→ **WRITTEN INSTRUCTION**
Reproduce every line of the data below with no changes.

Data listing:
^^^^

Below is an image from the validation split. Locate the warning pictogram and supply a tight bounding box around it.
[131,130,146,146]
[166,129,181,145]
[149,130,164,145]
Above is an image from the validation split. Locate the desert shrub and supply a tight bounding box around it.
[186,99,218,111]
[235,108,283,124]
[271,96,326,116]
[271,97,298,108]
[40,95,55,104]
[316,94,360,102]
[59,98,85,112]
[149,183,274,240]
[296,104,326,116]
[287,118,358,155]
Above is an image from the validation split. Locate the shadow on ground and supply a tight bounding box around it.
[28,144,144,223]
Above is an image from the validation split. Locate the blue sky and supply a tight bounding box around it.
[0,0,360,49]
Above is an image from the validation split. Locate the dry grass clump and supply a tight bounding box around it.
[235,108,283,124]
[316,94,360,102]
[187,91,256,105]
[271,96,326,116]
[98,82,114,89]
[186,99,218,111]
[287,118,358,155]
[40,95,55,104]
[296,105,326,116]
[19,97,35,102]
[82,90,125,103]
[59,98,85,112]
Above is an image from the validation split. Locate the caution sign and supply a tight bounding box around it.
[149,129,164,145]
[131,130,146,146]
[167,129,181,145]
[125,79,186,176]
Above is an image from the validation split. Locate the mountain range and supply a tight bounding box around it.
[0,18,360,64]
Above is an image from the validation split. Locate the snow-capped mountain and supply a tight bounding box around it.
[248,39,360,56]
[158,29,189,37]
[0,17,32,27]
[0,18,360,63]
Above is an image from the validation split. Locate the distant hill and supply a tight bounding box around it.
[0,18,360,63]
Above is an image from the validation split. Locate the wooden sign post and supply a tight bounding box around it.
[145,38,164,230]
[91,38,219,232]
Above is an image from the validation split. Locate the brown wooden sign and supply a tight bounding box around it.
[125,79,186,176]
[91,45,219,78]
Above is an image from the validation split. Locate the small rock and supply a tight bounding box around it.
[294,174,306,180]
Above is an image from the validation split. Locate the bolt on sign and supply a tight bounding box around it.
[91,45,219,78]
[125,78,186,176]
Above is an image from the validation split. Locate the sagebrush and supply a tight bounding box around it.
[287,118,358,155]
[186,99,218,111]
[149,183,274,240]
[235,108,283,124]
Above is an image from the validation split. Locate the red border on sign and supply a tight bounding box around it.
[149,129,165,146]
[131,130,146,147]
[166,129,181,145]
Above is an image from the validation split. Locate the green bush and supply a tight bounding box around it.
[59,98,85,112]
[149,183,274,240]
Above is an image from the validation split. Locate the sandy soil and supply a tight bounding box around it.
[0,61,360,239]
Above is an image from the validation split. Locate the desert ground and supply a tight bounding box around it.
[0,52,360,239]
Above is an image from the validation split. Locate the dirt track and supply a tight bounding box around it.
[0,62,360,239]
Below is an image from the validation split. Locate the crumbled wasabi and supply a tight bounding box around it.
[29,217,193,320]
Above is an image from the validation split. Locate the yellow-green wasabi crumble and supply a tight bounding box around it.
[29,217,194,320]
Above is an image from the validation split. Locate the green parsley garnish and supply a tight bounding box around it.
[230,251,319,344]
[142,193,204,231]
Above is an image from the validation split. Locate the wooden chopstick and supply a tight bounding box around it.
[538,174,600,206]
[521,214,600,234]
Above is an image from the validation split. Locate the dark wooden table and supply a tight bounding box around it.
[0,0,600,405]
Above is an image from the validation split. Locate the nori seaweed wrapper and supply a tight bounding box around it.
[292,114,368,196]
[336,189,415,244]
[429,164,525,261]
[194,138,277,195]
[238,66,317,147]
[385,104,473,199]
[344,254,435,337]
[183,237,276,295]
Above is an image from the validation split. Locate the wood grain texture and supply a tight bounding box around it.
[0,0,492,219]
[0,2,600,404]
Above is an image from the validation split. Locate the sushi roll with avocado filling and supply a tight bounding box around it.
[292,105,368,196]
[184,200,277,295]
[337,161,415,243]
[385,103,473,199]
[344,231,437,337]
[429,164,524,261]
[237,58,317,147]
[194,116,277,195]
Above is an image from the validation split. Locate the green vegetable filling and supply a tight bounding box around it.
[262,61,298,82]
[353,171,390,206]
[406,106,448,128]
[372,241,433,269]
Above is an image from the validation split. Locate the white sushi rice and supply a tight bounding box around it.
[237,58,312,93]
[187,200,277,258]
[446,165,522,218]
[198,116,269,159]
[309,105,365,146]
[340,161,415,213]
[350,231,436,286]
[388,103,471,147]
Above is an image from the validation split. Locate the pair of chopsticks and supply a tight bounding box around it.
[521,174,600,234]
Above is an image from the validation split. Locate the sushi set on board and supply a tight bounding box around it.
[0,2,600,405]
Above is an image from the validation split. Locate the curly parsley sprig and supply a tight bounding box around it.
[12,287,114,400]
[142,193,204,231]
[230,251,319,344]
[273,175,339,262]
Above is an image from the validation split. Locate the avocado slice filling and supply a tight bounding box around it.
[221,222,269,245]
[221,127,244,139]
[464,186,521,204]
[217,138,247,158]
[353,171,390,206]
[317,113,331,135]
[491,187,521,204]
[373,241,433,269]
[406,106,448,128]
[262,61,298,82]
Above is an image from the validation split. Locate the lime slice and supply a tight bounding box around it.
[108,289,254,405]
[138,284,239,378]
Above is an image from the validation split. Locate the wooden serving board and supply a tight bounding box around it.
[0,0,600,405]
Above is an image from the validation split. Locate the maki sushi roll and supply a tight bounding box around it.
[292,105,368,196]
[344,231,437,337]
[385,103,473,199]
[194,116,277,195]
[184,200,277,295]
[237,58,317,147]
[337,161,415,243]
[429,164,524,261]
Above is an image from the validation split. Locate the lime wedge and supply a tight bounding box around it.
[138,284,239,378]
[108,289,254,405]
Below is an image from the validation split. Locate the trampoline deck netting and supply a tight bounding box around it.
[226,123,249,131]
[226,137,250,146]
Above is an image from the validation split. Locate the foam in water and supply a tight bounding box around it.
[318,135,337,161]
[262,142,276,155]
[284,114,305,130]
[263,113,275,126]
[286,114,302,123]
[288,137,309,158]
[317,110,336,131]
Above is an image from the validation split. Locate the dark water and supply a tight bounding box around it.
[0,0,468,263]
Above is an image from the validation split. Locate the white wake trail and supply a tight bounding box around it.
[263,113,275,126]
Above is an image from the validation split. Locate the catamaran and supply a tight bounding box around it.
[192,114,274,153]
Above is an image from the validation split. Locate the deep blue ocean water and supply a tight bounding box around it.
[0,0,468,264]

^^^^

→ **FINAL ANSWER**
Below is an image from the validation split. Locate the warning pictogram and supply a tight bounding box around it.
[131,130,146,146]
[166,129,181,145]
[149,130,164,145]
Above is an image from the validation split. Locate the desert shrub and supply a tight bounding box around it.
[186,99,218,111]
[235,108,283,124]
[271,96,326,116]
[271,97,298,108]
[40,95,55,104]
[316,94,360,102]
[59,98,85,112]
[149,183,274,240]
[296,104,326,116]
[287,118,358,155]
Above is an image from the validation split. Locate the shadow on ground and supply a tight bounding box around it.
[28,144,144,223]
Above is an image from the validation split. Locate the blue sky and supply a tight bounding box around it.
[0,0,360,49]
Above is an image from the validation split. Locate the dry grass clump and supply a tight bounding box around it.
[235,108,283,124]
[316,94,360,102]
[187,91,256,105]
[271,96,326,116]
[98,82,114,89]
[186,99,218,111]
[287,118,358,155]
[40,95,55,104]
[296,105,326,116]
[19,97,35,102]
[82,90,125,103]
[59,98,85,112]
Above is an image from the validation split. Locate the caution sign and supply a tight bounding box around it.
[149,129,164,145]
[131,130,146,146]
[167,129,181,145]
[125,79,186,176]
Above is an image from the validation split. Locate the mountain range and supply a tight bounding box around it.
[0,18,360,64]
Above is an image from the validation split. Locate the snow-capped mountain and supply a tight bounding box around it.
[248,39,360,56]
[158,29,189,37]
[0,17,32,27]
[0,18,360,63]
Above is an image from the validation split. Locate the distant hill and supply a tight bounding box around it.
[0,18,360,63]
Above is an image from the validation split. Locate the wooden sign post and supply a tight bounding box around it.
[145,38,164,230]
[91,38,219,232]
Above is an image from the validation split. Locate the brown wooden sign and supply a tight bounding box around it.
[125,79,186,176]
[91,45,219,78]
Above is an image from the validation split. Locate the small rock and supply a tight bounding box around it.
[294,174,306,180]
Above is an image from the validation split. Locate the bolt on sign and supply a tight bounding box around it.
[91,45,219,78]
[125,78,186,176]
Above is an image from the validation split. Locate the sagebrush and supply a tight bounding box around it.
[287,118,358,155]
[186,99,218,111]
[149,183,274,240]
[235,108,283,124]
Above is an image from the validation split. Locate the red border on sign and supply a tight bounding box around it.
[149,129,165,146]
[131,130,146,147]
[166,129,181,145]
Above is an image from the validation split. Locate the green bush and supply a tight bounding box around it.
[59,98,85,112]
[149,183,274,240]
Above is an image from the validation split. Locate the sandy soil and supply a tight bounding box around it.
[0,61,360,239]
Above is an image from the validation split. Locate the desert ground and supply a tight bounding box around it.
[0,52,360,239]
Above is an image from the validation split. Locate the dirt track and supply a tight bounding box around it.
[0,62,360,239]
Below is an image from the validation split. Locate the crumbled wasabi and supply a tight bounding box around it.
[29,217,193,320]
Above is an image from the validation split. Locate the yellow-green wasabi crumble and supply a tight bounding box around it.
[29,217,194,320]
Above is an image from the validation split. Locate the green parsley garnish and supply a tight bounding box around it.
[230,251,319,344]
[142,193,204,231]
Above is an image from the validation split. Locate the wooden chopstick and supply a tight bounding box around it.
[538,174,600,206]
[521,214,600,234]
Above is an image from the validation split. Locate the dark wooden table and supply a tight bounding box around it.
[0,0,600,405]
Above is an image from the validation split. Locate the nori seaweed wrapper and supply a tight bounding box around it.
[292,114,368,196]
[336,189,415,244]
[429,164,525,261]
[194,138,277,195]
[238,66,317,147]
[385,104,473,199]
[344,254,435,337]
[183,237,276,295]
Above is an image from the validation split. Locate the wood grain texture and supply a tight bounding box around it.
[0,0,492,219]
[0,2,600,404]
Above is an image from the validation split. Locate the sushi roll with avocado filling and supply a tight bounding box around it.
[292,105,368,196]
[184,200,277,295]
[337,161,415,243]
[385,103,473,199]
[344,231,437,337]
[429,164,524,261]
[237,58,317,147]
[194,116,277,195]
Above is an image from the validation split. Locate the green vegetable filling and supply a tight bounding box around it.
[262,61,298,82]
[353,171,390,206]
[406,106,448,128]
[372,241,433,269]
Above is an image from the validation split. Locate the white sushi rice and supply a tight bounding box around it.
[237,58,312,93]
[187,200,277,258]
[446,165,522,218]
[198,116,269,159]
[309,105,365,146]
[340,161,415,213]
[350,231,436,286]
[388,103,471,147]
Above is an image from the validation split. Locate the pair of chopsticks and supply a tight bounding box around it.
[521,174,600,234]
Above is an image from the validation split. Locate the sushi set on board and supply a tight bounding box around it.
[0,2,600,405]
Above is an image from the validation split. Locate the curly parsley sprig and supply a tight bounding box around it.
[12,287,114,400]
[142,193,204,231]
[230,251,319,344]
[273,175,339,262]
Above is an image from the validation split. Locate the avocado slice filling and supply a tight bounding box around it.
[221,222,269,245]
[221,127,244,139]
[464,186,521,204]
[217,138,247,158]
[353,171,390,206]
[317,113,331,135]
[491,187,521,204]
[373,241,433,269]
[406,106,448,128]
[262,61,298,82]
Above is an image from the validation split. Locate the lime slice and supply a tight bounding box around it.
[108,289,254,405]
[138,284,239,378]
Above is an image from the validation split. Locate the wooden serving board and supply a tight bounding box around it.
[0,0,600,405]
Above is an image from the validation split. Locate the maki sushi roll and supply a tight bounding box around it.
[292,105,368,196]
[344,231,437,337]
[385,103,473,199]
[194,116,277,195]
[184,200,277,295]
[237,58,317,147]
[337,161,415,243]
[429,164,524,261]
Above is an image from the validation split. Locate the lime wedge and supply a tight bounding box around it.
[138,284,239,378]
[108,289,254,405]
Below is an image from the validation split. Locate the trampoline deck netting and supply a tight bounding box around it.
[226,123,249,131]
[226,137,250,146]
Above is an image from the validation split. Locate the foam in water and supply a tight bounding box around it.
[318,135,337,161]
[262,142,276,155]
[284,114,305,130]
[263,113,275,126]
[286,114,302,123]
[288,137,309,158]
[317,110,336,131]
Above is an image from the validation split. Locate the dark water and supply a tight bounding box around it.
[0,0,468,263]
Above is an image from the validation split. Locate the white wake trail and supply a tight bounding box around it.
[263,113,275,126]
Above is an image from the validation split. Locate the catamaran and supply a tight bounding box around it.
[192,114,274,153]
Above is an image from the validation split. Locate the deep blue ocean water and supply a tight bounding box around it.
[0,0,468,264]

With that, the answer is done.